■ **Passage provided**:
Communities then have creative control over what gets put on the blockchain. Highlighting the empowering nature of this model, Lansing underscored that this is the reverse of what media companies looking to capture photo and video evidence of these communities’ practices often resemble.
“I’ve had many film crews come visit me in Bali,” Lansing recalled. “But they don’t work with the communities to plan what they film. Instead, they find whatever they want, they shoot it, and leave. And the community has almost no say in what gets filmed. Nor is there a way for them to benefit.”
Using NFTs for cultural lobbying
One potential future application of chronicling culture through blockchain technology is that it could be used to give voice to communities trying to get the attention of global bodies like UNESCO for heritage designations of other benefits. In Bali, for example, a non-governmental organization known as ICOMOS makes all decisions regarding competitions for World Heritage designation. A large part of that decision-making process relies on reports from consultants, and the people who live in the communities whose heritage status is at stake have very little say in the process overall.

Stored rows

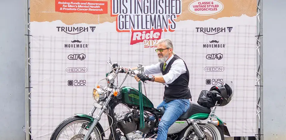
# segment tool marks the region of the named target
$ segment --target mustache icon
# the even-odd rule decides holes
[[[215,42],[215,43],[218,43],[220,41],[216,41],[216,40],[212,40],[212,41],[209,41],[209,42],[210,42],[210,43],[214,43],[214,42]]]
[[[72,41],[72,42],[73,43],[74,43],[74,42],[78,42],[79,43],[80,43],[80,42],[81,42],[81,41],[80,41],[78,40],[74,40],[73,41]]]

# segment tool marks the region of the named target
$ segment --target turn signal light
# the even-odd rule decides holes
[[[117,92],[117,91],[114,91],[113,92],[113,95],[114,95],[114,96],[117,96],[117,94],[118,93],[118,92]]]

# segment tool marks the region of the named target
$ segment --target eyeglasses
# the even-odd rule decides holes
[[[163,52],[163,51],[164,50],[164,49],[169,49],[169,48],[166,48],[166,49],[156,49],[156,50],[155,50],[155,51],[156,51],[156,52],[158,52],[158,51],[160,51],[160,52]]]

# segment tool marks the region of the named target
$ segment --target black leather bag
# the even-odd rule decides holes
[[[217,101],[220,102],[221,99],[221,96],[217,91],[204,90],[201,91],[197,102],[202,106],[212,108],[215,105]]]

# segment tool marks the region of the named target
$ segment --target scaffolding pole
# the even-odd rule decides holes
[[[31,116],[30,105],[31,94],[30,90],[31,77],[30,52],[30,4],[29,0],[25,0],[25,126],[24,131],[25,133],[25,139],[30,140],[31,137]]]
[[[257,69],[256,74],[257,97],[256,115],[257,117],[257,130],[255,138],[257,140],[263,140],[262,3],[262,0],[258,0],[257,15],[257,35],[256,36],[257,37],[256,50],[257,56]]]

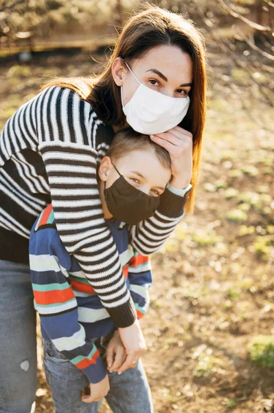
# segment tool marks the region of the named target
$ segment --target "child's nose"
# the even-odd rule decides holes
[[[139,187],[139,189],[140,191],[141,191],[142,192],[144,192],[147,195],[149,195],[150,189],[148,188],[148,187],[147,185],[145,185],[145,184],[141,185],[141,187]]]

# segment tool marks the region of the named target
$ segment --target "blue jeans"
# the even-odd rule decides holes
[[[44,366],[52,389],[56,413],[98,413],[102,403],[82,401],[82,390],[89,384],[87,376],[57,350],[50,340],[43,340]],[[107,343],[96,346],[104,359]],[[110,388],[106,396],[114,413],[153,413],[150,389],[141,360],[135,368],[119,375],[109,373]]]
[[[33,298],[29,266],[0,260],[0,413],[30,413],[34,407]]]

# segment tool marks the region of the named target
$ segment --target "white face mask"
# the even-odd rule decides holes
[[[126,121],[136,131],[146,135],[161,134],[177,126],[185,116],[190,97],[172,98],[141,83],[126,62],[126,65],[139,85],[131,99],[124,106]]]

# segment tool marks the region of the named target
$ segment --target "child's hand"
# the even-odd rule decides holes
[[[106,363],[109,372],[112,373],[118,370],[126,359],[126,349],[122,342],[119,331],[116,330],[106,349]]]
[[[99,383],[95,384],[90,383],[89,388],[91,389],[91,394],[89,396],[82,396],[82,401],[84,401],[84,403],[100,401],[109,392],[110,388],[108,374],[101,381],[99,381]]]

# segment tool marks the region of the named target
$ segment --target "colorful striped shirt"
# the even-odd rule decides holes
[[[149,257],[129,244],[128,226],[106,221],[119,253],[124,278],[137,317],[149,305],[152,284]],[[98,383],[107,371],[93,343],[115,330],[115,325],[75,257],[69,255],[57,231],[52,205],[36,220],[30,238],[30,265],[34,307],[40,315],[43,337]],[[98,277],[98,282],[100,282]],[[119,286],[118,286],[119,287]]]

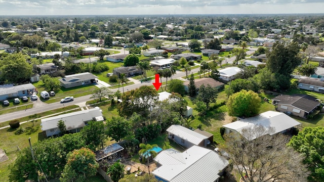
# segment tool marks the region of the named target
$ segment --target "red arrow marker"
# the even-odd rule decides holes
[[[160,86],[161,86],[161,85],[162,84],[162,83],[160,83],[160,80],[159,79],[159,77],[160,75],[159,75],[158,74],[155,74],[155,82],[154,83],[153,83],[153,85],[155,87],[156,91],[157,91],[158,88],[160,87]]]

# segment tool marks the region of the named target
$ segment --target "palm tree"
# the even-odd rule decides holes
[[[167,78],[167,80],[166,81],[166,88],[165,90],[167,90],[167,85],[168,85],[168,78],[171,77],[172,76],[172,71],[171,70],[171,68],[167,68],[163,70],[163,74],[164,76]]]
[[[189,64],[187,64],[184,65],[184,72],[186,72],[186,78],[188,78],[188,73],[191,71],[191,67]]]
[[[122,86],[123,86],[123,94],[124,94],[124,84],[126,83],[127,81],[127,79],[126,79],[126,75],[124,73],[120,74],[119,75],[119,82],[122,83]]]
[[[153,149],[155,147],[157,147],[157,145],[153,144],[151,145],[149,144],[147,144],[147,145],[145,145],[144,144],[140,144],[140,147],[142,149],[140,150],[140,151],[138,152],[138,154],[139,155],[142,155],[142,156],[143,156],[143,159],[145,158],[145,156],[143,156],[143,155],[146,156],[147,157],[146,159],[147,159],[147,169],[148,169],[149,174],[151,174],[151,173],[150,173],[150,167],[149,167],[150,160],[149,160],[149,154],[150,154],[151,156],[152,156],[152,158],[153,158],[156,155],[156,154],[157,154],[157,153],[156,153],[156,152],[152,150],[152,149]]]

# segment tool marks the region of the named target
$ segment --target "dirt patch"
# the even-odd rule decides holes
[[[2,149],[0,149],[0,163],[5,162],[8,159],[9,159],[9,158],[8,158],[7,154],[6,154]]]
[[[122,160],[121,161],[123,163],[125,164],[125,171],[126,171],[129,167],[131,167],[131,173],[135,173],[138,170],[138,168],[142,171],[148,173],[147,169],[147,166],[146,165],[138,163],[133,161],[129,161],[126,160]],[[156,164],[153,162],[150,162],[149,165],[150,171],[152,172],[156,168]]]

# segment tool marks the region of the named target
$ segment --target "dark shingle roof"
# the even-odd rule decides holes
[[[278,104],[291,105],[308,113],[320,104],[316,98],[307,95],[279,95],[272,100],[278,101]]]

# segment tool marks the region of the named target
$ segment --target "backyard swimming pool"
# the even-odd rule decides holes
[[[151,157],[151,154],[149,153],[149,151],[155,151],[155,152],[156,152],[157,154],[158,154],[159,153],[160,153],[160,152],[162,151],[163,150],[163,149],[162,149],[162,148],[159,147],[154,147],[152,148],[152,149],[150,149],[150,150],[148,150],[148,151],[149,152],[148,157]],[[142,156],[144,156],[145,159],[147,158],[147,152],[145,152],[142,155]]]

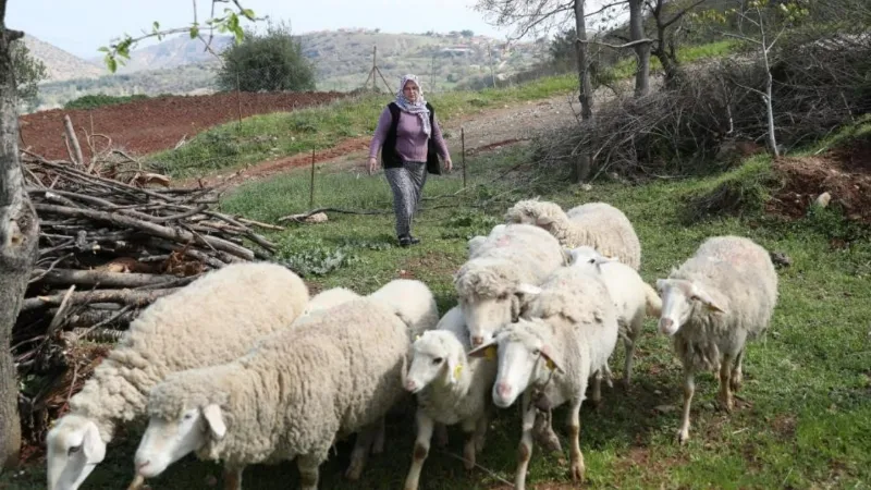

■ **Exercise instructions**:
a - Retype the section of the passage on blockchain and cultural heritage that opens with the words "Communities then have" and closes with "practices often resemble.".
b - According to the quote in the passage on blockchain and cultural heritage, what do film crews do instead of working with the communities? List each action.
None of the stored rows are needed here.

■ **Written answers**:
a -
Communities then have creative control over what gets put on the blockchain. Highlighting the empowering nature of this model, Lansing underscored that this is the reverse of what media companies looking to capture photo and video evidence of these communities’ practices often resemble.

b -
- They find whatever they want.
- They shoot it.
- They leave.